▶ [GIVEN INSTRUCTION] Emit a verbatim copy of the lines running from the line with "Where can you see the parked" through the end of the material below.

________

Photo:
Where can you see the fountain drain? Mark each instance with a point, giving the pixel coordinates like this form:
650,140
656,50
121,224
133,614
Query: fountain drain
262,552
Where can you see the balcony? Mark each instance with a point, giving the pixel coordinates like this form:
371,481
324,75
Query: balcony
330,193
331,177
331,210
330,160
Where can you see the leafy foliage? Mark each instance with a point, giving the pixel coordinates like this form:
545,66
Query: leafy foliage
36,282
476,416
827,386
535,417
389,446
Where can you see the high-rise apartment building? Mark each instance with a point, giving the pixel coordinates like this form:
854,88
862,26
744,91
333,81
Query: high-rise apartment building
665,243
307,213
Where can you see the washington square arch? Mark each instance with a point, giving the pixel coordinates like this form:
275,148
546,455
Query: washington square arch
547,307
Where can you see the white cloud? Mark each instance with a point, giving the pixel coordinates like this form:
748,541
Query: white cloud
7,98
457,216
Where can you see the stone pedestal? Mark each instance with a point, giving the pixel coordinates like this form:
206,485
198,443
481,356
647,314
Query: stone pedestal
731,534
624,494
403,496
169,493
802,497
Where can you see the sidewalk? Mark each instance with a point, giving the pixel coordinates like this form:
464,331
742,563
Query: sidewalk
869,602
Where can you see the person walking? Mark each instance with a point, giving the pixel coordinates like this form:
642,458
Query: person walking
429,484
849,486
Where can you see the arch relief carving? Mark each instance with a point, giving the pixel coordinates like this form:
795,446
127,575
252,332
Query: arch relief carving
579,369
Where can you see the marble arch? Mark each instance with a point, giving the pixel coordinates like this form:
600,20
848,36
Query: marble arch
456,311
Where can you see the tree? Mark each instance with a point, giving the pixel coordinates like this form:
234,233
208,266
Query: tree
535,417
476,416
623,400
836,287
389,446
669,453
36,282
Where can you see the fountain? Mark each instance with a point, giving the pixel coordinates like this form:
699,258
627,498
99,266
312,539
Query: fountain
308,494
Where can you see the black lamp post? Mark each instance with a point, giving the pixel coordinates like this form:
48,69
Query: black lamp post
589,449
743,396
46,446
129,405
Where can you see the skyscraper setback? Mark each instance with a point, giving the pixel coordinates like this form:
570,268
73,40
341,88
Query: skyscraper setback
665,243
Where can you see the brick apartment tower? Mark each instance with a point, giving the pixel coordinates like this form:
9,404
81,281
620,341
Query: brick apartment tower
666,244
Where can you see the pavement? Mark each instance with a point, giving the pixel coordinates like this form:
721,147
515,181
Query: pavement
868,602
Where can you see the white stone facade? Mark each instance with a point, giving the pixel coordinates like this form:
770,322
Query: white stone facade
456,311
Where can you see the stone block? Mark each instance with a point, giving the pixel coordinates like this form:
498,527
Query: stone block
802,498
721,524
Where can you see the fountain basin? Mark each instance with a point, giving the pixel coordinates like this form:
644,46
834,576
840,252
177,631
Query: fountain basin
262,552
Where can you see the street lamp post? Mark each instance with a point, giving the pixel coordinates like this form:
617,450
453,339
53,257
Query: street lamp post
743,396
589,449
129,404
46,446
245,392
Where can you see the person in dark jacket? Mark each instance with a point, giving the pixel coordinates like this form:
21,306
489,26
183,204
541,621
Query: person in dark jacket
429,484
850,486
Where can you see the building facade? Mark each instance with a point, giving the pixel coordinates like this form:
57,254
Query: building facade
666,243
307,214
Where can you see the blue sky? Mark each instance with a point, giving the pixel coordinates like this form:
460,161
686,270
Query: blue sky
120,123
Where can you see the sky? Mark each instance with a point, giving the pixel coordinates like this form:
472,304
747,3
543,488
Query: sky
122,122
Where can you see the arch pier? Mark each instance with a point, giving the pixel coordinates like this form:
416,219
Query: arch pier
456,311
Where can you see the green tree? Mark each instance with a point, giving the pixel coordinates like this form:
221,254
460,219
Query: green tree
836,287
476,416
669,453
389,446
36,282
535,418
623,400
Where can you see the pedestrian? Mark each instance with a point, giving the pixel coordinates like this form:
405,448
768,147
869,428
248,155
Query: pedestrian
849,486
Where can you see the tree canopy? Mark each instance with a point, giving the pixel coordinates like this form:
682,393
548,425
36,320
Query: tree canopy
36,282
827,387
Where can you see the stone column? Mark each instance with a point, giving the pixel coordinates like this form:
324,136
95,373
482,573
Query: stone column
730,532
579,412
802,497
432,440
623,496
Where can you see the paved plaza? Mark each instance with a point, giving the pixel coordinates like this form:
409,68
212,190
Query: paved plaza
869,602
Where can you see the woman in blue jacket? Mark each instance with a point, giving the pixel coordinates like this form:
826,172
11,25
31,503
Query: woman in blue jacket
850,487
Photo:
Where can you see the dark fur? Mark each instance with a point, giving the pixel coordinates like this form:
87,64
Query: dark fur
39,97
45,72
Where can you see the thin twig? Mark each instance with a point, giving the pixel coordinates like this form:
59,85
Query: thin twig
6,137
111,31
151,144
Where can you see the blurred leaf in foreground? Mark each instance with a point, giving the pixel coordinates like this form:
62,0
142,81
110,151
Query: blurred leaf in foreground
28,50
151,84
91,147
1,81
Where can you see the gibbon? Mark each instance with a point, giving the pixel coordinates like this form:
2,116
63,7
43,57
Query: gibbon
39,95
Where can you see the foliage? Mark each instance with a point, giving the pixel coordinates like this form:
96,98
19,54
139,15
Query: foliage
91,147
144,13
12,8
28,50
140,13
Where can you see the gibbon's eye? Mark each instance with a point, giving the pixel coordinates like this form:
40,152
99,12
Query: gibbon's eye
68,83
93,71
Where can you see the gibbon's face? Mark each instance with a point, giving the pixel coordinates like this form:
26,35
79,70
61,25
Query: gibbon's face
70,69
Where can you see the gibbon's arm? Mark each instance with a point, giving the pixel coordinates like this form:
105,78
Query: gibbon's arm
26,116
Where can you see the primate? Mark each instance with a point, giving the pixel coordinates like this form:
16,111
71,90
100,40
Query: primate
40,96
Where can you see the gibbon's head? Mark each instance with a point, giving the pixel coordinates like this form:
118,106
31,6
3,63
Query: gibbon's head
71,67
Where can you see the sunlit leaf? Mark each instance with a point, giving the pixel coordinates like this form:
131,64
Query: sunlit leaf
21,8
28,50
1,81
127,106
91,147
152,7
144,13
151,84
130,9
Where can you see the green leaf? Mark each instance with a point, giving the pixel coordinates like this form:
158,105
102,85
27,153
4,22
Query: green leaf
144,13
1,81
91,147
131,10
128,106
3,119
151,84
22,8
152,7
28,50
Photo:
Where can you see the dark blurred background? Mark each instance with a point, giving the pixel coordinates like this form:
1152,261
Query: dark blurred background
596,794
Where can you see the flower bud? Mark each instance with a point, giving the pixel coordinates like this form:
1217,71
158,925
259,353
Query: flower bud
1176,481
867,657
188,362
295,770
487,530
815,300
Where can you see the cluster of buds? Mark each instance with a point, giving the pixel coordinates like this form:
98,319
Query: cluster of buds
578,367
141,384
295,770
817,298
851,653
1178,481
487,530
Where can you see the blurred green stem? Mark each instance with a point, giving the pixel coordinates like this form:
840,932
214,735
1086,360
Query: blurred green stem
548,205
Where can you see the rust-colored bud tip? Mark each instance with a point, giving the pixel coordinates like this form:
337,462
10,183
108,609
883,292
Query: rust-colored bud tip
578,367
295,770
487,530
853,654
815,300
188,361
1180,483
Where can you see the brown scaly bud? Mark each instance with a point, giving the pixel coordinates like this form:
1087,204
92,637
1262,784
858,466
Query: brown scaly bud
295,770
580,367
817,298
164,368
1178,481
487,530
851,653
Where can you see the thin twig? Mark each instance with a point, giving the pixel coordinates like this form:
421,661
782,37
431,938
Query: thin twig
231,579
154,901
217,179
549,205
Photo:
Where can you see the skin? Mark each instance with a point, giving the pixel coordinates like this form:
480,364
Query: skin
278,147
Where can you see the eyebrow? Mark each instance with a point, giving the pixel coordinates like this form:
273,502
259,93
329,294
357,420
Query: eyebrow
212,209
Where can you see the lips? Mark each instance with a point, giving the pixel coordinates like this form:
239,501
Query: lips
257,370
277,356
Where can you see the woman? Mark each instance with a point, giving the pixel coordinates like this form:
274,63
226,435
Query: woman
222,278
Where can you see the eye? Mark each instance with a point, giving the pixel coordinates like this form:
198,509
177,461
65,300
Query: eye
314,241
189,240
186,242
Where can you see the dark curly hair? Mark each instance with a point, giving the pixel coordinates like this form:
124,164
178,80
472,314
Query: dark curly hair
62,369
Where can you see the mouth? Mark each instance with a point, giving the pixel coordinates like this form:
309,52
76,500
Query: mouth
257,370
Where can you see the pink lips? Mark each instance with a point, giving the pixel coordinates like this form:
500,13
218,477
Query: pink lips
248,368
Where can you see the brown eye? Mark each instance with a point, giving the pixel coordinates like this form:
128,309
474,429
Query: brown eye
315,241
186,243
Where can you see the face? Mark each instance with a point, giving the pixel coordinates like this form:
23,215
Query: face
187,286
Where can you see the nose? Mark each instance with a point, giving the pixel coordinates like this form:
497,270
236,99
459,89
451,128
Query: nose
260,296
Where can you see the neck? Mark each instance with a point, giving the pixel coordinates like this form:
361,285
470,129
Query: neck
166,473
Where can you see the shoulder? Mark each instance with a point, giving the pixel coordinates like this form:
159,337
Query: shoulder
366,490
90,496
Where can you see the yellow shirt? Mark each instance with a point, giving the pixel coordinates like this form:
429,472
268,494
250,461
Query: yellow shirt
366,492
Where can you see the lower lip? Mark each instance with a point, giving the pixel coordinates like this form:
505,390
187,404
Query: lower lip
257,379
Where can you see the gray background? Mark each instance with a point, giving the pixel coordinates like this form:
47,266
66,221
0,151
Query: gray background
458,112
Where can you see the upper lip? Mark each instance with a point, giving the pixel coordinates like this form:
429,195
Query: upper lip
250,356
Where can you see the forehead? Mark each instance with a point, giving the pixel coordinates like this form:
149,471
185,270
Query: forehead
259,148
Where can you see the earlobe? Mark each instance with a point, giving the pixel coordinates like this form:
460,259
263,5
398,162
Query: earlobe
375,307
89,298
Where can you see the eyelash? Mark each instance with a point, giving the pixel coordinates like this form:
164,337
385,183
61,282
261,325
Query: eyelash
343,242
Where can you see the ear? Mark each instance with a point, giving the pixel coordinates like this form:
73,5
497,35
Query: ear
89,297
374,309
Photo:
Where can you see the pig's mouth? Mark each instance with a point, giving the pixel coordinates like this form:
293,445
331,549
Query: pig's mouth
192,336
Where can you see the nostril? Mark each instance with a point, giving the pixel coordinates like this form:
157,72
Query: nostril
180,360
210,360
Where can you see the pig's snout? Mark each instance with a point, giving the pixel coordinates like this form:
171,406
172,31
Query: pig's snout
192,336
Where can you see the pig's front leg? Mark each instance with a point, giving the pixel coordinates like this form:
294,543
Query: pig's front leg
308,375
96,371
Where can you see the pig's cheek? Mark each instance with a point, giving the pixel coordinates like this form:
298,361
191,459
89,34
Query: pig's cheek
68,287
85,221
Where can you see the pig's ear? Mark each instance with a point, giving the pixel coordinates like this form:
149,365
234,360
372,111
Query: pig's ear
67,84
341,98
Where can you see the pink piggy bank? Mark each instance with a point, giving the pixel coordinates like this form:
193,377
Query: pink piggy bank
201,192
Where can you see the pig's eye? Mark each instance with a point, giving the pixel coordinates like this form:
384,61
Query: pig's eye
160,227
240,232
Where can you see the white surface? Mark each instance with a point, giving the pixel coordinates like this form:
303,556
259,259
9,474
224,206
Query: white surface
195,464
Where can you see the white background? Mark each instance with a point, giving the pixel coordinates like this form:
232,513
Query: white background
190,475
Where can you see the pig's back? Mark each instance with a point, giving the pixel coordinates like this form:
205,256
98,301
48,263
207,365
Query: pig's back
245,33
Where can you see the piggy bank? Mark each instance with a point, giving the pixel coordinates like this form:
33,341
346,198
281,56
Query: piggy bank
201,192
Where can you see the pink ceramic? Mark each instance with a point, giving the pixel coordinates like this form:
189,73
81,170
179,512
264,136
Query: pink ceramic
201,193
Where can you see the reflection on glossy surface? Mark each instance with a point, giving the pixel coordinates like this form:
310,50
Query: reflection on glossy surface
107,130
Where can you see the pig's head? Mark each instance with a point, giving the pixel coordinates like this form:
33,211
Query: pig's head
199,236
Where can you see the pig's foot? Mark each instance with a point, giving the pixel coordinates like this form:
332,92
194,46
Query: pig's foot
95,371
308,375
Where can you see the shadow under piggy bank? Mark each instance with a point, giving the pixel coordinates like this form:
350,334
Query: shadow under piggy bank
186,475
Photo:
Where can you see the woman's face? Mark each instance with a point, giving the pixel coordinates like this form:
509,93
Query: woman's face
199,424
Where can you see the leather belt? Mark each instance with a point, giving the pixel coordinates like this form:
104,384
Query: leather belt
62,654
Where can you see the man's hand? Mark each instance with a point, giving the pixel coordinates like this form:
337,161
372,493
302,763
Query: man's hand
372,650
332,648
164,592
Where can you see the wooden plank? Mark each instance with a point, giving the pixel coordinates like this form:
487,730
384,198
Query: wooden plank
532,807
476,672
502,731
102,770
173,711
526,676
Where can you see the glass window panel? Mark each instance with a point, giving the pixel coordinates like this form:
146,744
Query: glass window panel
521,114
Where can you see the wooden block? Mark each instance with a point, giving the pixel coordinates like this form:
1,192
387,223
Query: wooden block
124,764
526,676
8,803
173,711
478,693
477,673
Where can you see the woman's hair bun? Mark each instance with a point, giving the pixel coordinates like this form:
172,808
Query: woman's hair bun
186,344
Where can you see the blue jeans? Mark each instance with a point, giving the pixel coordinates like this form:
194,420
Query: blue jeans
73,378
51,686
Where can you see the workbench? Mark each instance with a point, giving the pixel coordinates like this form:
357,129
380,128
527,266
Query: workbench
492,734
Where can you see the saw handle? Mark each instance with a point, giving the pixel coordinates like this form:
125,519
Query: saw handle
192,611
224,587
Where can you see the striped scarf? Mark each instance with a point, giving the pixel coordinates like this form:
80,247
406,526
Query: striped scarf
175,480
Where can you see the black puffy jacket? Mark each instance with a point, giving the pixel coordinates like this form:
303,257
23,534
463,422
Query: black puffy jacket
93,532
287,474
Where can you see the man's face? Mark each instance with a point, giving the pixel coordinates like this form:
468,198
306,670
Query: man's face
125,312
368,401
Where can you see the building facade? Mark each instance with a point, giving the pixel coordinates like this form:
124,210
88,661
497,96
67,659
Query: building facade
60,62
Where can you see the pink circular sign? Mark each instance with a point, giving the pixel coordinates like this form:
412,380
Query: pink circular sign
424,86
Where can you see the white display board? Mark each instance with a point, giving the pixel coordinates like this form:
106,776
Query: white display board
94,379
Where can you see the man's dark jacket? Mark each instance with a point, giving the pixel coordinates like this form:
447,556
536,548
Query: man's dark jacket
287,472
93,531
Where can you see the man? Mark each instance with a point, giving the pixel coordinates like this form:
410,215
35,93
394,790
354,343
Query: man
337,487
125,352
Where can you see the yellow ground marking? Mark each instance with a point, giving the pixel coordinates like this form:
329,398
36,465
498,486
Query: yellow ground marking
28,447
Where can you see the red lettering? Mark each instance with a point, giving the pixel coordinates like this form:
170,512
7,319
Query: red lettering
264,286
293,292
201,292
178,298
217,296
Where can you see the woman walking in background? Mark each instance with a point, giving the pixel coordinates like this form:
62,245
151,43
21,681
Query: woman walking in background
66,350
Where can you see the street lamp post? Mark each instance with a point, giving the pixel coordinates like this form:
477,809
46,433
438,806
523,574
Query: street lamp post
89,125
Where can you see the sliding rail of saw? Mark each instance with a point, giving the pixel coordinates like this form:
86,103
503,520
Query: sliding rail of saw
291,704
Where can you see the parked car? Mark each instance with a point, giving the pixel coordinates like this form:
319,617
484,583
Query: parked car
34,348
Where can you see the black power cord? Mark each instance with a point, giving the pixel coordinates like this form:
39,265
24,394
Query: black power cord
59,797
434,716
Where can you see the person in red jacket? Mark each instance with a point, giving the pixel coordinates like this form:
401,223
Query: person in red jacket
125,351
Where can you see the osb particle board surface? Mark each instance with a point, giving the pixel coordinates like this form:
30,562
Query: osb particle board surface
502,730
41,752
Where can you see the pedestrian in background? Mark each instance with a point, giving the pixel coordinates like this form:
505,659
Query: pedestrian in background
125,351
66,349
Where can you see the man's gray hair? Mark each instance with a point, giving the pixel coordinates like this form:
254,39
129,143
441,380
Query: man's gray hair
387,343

________

▶ [ANSWER TO THE PROBLEM]
Where can you see the parked car? Mark each instance with a point, giving the pixel coordinates like this form:
319,617
484,583
Query: parked car
34,348
Where can you see the black power cord? Mark each instance with a point, giving the pixel coordinates like this form:
39,265
24,394
Query: black power cord
59,797
434,716
Where can you see the person in red jacket? Mark each instance with a point, giving the pixel coordinates like this form:
401,223
Query: person in red jacket
125,351
Where can you see the osb particle board surface? Mark each instance with a point, giving the pixel coordinates like this form:
30,562
Query: osb particle board surface
502,730
41,752
Where can you see the pedestrian in background? Mark each instance with a point, giving the pixel coordinates like this form:
505,659
Query: pedestrian in background
125,351
66,349
Where can you see the man's gray hair? Mark each instance with a point, giving the pixel coordinates like this form:
254,39
129,143
441,380
Query: man's gray hair
387,343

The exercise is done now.